*TRECHO FORNECIDO*:
......

Mesmo assim, a Seguridade oscila entre déficit e superávit, ano a
ano, a depender das condições gerais do país.
Contra seu
equilíbrio atua a Desvinvulação das Receitas da União,
mecanismo que permite que o governo não aplique nela uma
parte dos tributos que são recolhidos em seu nome e que
acabam desviados para o pagamento de juros.
Além disso, há as desonerações fiscais para diversos setores do
empresariado, que atingiram R$ 158 bilhões em 2015. É uma
esquizofrenia: abre-se mão de receitas com facilidade e ao
mesmo tempo denuncia-se a existência de um déficit.
A Previdência, especificamente, tem cerca de 32 milhões de
beneficiários, com rendimentos médios de R$ 1.036,00. É muito
difícil prever sua evolução, pois as variáveis decisivas para seu
equilíbrio financeiro de longo prazo não estão situadas dentro
dela, mas na economia como um todo: a evolução do emprego
formal, o patamar de salários, a produtividade dos trabalhadores
ativos etc. É justo rever abusos e privilégios, onde eles existem, e
prudente adotar medidas para adaptar o sistema ao novo perfil
demográfico brasileiro – aumentando a idade para as
aposentadorias, por exemplo –, mas nada disso pode servir de
pretexto para um desmonte selvagem.
Há um bom debate a ser feito, de preferência com o máximo de
objetividade, envolvendo um espectro de alternativas muito
mais amplo do que normalmente se vê. Mas, pelo andar da
carruagem, não haverá debate nenhum. Um governo não eleito
e um Congresso desmoralizado, contando com grande banda de
música na imprensa, formarão um rolo compressor sobre a
cidadania, impondo mudanças regressivas no meio de uma crise
social já enorme. Não sabemos para onde isso vai nos levar.
* * *
Estamos diante de uma escolha de Sofia: se Dilma Rousseff, por
milagre, sobreviver ao impedimento, continuaremos sujeitos a
um não-governo. Se Michel Temer assumir, teremos um governo
hostil à construção da nação. O problema, pois, não é que as
regras formais da democracia estejam em perigo. De certa
forma, é justamente o oposto: estamos às vésperas de um grave
retrocesso social e civilizatório tornado possível pelo desastre do
PT e o competente manejo daquelas regras pela oposição.
A dimensão de longo prazo da crise atual é ainda mais grave:
estamos assistindo ao fim de um ciclo longo da vida política e
institucional brasileira, inaugurado na década de 1980. O arranjo
então construído acabou. As discussões sobre se Dilma voltará
ao poder ou se Lula concorrerá em 2018 são bizantinas. O tempo
deles passou. Precisaremos, em algum momento, criar novos
atores e novas instituições, mas estamos longe de saber fazer
isso. Agora vem a anomia.
O sonho do Brasil-nação, que floresceu no século XX, pode estar
terminando, ou, pelo menos, sendo colocado em suspenso por
longo tempo. Presos em nosso labirinto de mediocridade,
incapazes de realizar um esfoço endógeno minimamente
coerente, desprovidos de forças nacionais renovadoras,
caminhamos para estacionar em nosso lugar natural no sistemamundo,
a mais extrema periferia. O PT não consegue ver isso,
pois, apesar de ter alguma sensibilidade social, nunca pensou a
nação.
A solução menos ruim, no curto prazo, é que o TSE casse a chapa
Dilma-Temer, pelas ilegalidades cometidas durante o processo
eleitoral. A convocação de novas eleições propiciaria dois ganhos
para o país: a realização de um debate de grande intensidade,
que ajudaria a explicitar as questões de fundo, e a formação de
um novo governo legítimo, seja ele qual for. Precisamos, pelo
menos, deter a marcha da insensatez.

......

*DADOS FORNECIDOS*:
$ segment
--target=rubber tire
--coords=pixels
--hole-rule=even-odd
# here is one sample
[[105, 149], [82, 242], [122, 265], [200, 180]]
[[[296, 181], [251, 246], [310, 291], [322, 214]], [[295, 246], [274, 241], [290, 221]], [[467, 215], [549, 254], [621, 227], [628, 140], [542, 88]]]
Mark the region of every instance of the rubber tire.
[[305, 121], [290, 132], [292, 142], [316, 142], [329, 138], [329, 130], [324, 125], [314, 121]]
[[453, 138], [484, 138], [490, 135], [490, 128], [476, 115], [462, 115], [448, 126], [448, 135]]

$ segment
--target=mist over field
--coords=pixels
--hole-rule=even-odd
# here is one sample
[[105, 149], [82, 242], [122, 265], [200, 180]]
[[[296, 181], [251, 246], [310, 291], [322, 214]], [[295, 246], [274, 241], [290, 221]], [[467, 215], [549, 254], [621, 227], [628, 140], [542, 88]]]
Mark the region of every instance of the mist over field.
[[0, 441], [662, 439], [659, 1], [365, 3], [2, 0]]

......

*LISTA DE TAREFAS*:
A. Responda com base no trecho fornecido:
(i) Qual foi o valor das desonerações fiscais para setores do empresariado em 2015?
(ii) Quantos beneficiários tem aproximadamente a Previdência?
(iii) Em que década foi inaugurado o ciclo longo da vida política e institucional brasileira que, segundo o trecho, está chegando ao fim?
B. Transcreva do trecho fornecido o segmento que vai de "A solução menos" até "marcha da insensatez.".
Os dados são um material independente do trecho fornecido.

*EM RESPOSTA*:
A.
(i) R$ 158 bilhões.
(ii) Cerca de 32 milhões.
(iii) Na década de 1980.

B.
A solução menos ruim, no curto prazo, é que o TSE casse a chapa
Dilma-Temer, pelas ilegalidades cometidas durante o processo
eleitoral. A convocação de novas eleições propiciaria dois ganhos
para o país: a realização de um debate de grande intensidade,
que ajudaria a explicitar as questões de fundo, e a formação de
um novo governo legítimo, seja ele qual for. Precisamos, pelo
menos, deter a marcha da insensatez.